• [What you are asked to do] Below are entries; print them exactly from the first line through the one containing "target: red bridge railing".

Segmentation mask data:

'''

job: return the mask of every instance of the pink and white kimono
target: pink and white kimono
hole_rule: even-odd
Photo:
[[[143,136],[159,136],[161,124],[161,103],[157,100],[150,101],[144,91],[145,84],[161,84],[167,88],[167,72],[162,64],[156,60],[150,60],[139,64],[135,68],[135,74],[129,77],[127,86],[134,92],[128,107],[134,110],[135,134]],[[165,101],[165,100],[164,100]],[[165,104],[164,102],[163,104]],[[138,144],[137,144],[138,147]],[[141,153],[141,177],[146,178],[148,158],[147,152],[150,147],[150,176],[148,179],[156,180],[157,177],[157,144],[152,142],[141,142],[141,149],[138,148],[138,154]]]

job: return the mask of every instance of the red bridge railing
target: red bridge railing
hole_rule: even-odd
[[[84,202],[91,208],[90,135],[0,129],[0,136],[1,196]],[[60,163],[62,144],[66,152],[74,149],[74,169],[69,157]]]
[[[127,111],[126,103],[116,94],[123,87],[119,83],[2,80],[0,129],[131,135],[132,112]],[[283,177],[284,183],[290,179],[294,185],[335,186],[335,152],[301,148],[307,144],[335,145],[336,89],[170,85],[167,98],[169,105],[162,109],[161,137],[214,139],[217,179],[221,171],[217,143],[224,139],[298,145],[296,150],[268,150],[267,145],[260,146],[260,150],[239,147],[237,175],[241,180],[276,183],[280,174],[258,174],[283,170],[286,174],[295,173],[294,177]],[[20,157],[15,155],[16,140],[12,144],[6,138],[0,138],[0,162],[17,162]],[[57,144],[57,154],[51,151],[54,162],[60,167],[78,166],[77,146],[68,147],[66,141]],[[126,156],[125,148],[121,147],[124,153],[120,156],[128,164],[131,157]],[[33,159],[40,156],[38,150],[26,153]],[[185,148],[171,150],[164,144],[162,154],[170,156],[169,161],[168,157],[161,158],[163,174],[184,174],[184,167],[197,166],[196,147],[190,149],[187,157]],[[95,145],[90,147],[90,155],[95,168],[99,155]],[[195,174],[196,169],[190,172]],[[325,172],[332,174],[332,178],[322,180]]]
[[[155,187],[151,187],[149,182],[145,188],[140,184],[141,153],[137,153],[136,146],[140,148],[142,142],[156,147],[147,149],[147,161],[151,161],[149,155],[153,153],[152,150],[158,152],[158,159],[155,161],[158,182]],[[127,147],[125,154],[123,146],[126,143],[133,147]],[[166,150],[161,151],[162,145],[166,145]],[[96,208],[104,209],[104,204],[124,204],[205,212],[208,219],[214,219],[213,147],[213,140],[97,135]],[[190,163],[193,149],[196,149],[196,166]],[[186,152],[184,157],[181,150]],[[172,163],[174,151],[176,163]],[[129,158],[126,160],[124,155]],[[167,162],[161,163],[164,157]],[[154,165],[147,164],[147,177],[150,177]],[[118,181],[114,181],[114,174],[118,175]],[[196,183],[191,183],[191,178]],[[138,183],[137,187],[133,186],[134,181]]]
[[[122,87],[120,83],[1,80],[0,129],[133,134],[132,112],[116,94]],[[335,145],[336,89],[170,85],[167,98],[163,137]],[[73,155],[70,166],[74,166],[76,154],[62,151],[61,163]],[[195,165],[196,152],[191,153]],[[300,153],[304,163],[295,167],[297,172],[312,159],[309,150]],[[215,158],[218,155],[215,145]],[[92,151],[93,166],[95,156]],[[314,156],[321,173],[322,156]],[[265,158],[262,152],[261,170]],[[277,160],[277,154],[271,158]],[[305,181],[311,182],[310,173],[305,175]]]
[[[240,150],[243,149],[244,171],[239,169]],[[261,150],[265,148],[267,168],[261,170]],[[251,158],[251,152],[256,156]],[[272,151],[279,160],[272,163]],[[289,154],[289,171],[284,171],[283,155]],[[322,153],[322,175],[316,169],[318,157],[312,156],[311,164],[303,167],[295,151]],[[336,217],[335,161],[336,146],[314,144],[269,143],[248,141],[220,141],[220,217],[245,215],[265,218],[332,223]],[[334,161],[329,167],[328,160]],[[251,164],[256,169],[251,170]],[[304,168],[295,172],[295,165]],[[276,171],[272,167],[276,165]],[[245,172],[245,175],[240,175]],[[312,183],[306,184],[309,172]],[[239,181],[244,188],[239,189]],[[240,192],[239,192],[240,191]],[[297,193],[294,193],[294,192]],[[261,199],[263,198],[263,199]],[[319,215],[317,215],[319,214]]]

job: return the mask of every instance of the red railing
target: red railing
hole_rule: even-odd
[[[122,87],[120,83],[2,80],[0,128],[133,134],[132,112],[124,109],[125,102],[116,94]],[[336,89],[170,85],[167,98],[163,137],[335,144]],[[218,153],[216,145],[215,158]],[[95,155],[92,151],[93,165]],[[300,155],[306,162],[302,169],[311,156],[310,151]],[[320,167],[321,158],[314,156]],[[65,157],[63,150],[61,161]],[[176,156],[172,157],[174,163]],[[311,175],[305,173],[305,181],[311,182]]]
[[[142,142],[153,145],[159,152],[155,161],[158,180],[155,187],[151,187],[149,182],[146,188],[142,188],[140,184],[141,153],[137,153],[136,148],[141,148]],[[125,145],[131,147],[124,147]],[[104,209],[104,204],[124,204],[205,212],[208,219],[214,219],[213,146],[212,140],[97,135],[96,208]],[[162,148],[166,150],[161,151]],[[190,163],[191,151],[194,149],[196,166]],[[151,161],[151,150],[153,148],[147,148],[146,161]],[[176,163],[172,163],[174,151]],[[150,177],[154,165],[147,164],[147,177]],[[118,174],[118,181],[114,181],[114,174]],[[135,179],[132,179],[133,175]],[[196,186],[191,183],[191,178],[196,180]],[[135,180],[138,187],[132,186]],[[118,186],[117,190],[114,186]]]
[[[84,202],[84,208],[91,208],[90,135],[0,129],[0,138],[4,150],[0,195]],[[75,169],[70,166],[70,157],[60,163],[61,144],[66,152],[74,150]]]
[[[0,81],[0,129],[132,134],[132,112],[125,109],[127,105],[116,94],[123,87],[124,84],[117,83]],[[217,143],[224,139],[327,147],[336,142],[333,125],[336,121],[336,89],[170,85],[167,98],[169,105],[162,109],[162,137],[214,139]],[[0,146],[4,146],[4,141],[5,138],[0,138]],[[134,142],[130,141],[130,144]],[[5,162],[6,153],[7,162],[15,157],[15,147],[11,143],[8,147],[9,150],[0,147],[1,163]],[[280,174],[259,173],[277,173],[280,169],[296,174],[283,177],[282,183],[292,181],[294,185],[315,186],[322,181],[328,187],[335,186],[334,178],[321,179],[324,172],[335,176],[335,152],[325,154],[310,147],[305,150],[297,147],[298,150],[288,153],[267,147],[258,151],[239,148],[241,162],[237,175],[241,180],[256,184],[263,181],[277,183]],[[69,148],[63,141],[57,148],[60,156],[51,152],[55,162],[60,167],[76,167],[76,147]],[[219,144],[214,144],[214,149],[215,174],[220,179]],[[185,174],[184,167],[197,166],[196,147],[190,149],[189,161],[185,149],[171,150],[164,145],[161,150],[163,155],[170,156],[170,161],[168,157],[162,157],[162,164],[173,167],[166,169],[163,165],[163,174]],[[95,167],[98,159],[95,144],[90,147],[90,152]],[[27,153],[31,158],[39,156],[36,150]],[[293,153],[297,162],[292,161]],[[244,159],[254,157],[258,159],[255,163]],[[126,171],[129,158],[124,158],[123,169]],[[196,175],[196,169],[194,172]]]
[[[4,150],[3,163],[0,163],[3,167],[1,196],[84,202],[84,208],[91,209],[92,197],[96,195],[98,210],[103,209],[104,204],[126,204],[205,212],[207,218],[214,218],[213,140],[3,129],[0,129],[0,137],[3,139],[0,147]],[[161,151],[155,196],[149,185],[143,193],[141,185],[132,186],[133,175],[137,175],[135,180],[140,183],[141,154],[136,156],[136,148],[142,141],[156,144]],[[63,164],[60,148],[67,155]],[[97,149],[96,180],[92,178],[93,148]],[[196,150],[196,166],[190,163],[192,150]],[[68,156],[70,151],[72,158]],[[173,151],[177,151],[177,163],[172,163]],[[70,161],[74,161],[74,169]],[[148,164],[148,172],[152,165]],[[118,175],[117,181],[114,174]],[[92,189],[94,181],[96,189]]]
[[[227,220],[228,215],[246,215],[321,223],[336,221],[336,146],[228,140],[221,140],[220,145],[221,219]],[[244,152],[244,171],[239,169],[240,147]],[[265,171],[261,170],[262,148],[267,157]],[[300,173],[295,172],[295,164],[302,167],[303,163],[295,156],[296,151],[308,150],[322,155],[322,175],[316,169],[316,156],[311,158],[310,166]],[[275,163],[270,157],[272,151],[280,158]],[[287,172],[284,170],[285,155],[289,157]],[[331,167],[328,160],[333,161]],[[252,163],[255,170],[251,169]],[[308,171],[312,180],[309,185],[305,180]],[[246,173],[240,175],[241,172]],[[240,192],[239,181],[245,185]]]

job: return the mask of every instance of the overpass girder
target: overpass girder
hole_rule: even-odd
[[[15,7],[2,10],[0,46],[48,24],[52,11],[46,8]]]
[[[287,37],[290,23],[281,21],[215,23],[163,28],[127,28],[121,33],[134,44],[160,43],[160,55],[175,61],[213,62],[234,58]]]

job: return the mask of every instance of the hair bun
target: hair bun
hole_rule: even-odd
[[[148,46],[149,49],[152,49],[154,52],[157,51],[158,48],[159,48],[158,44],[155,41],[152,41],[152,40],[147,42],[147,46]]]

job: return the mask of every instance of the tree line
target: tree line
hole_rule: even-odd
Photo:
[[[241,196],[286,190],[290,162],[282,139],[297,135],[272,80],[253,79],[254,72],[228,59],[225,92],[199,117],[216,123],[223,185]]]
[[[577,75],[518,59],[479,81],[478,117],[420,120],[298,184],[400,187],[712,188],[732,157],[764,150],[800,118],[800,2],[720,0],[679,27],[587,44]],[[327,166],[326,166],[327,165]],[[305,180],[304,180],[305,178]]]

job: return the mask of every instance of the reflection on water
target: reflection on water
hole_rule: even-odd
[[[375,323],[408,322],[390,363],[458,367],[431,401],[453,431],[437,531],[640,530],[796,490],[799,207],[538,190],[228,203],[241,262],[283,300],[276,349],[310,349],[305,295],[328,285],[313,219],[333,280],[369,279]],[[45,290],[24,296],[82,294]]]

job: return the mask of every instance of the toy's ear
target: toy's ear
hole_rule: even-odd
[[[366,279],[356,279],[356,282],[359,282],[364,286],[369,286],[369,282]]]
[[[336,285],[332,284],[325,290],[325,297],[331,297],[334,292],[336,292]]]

'''

• [Exercise output]
job: return the mask of every instance of the pink and white kimono
target: pink and white kimono
hole_rule: even-odd
Photo:
[[[143,136],[159,136],[161,124],[161,103],[157,100],[150,101],[144,91],[145,84],[161,84],[167,88],[167,72],[162,64],[156,60],[150,60],[139,64],[135,68],[135,74],[129,77],[127,86],[134,92],[128,107],[134,110],[135,134]],[[165,101],[165,100],[164,100]],[[165,104],[164,102],[163,104]],[[138,144],[137,144],[138,147]],[[141,153],[141,177],[146,178],[148,158],[147,152],[150,147],[150,176],[148,179],[156,180],[157,177],[157,144],[152,142],[141,142],[141,149],[138,148],[138,154]]]

job: return the mask of every instance of the red bridge railing
target: red bridge railing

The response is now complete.